▸ **CEL**
Proszę policzyć wiersze poniższych danych, w których występuje słowo „black”, i podać wyłącznie ich liczbę.

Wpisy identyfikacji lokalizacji
+++++

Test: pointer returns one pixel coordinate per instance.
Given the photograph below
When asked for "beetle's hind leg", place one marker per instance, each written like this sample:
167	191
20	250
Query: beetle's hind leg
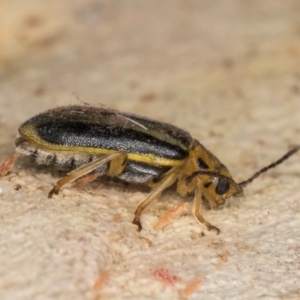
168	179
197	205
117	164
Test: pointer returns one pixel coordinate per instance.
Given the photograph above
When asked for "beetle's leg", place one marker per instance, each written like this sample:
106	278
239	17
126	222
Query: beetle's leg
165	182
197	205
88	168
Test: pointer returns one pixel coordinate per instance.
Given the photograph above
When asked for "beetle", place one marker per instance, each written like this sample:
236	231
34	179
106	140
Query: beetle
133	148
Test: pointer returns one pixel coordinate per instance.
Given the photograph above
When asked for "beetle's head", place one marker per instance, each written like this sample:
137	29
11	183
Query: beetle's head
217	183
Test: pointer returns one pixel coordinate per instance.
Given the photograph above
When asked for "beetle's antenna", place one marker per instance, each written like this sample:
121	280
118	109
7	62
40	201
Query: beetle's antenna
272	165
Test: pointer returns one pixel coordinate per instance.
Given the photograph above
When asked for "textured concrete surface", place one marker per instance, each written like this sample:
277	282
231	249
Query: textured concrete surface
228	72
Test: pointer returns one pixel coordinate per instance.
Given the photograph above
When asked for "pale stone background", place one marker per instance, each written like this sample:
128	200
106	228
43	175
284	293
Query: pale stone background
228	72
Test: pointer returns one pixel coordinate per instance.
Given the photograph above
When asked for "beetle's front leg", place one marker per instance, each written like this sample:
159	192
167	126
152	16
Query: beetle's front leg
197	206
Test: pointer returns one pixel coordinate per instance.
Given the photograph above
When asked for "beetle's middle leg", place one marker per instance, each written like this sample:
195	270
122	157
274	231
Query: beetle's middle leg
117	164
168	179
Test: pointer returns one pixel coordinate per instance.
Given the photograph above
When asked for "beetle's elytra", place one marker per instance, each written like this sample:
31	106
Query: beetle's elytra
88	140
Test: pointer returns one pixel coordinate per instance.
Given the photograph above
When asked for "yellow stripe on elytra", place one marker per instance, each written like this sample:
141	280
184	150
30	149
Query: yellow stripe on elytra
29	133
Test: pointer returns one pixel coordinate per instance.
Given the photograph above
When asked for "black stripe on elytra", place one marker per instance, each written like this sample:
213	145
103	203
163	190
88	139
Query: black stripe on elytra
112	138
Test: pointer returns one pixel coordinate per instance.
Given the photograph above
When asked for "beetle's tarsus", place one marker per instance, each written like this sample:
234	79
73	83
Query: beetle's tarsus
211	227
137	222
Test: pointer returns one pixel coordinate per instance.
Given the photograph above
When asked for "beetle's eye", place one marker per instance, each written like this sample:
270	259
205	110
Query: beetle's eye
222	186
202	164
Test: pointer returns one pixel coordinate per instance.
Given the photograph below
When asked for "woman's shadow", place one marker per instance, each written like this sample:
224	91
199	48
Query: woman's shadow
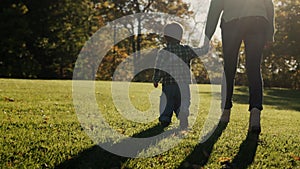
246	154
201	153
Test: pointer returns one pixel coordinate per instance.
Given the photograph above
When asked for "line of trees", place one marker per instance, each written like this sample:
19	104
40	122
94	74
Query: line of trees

+++++

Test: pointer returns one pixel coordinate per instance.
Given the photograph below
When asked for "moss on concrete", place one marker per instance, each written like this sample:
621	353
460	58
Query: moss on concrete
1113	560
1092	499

+++++

▸ **ODPOWIEDŹ DO ZADANIA**
2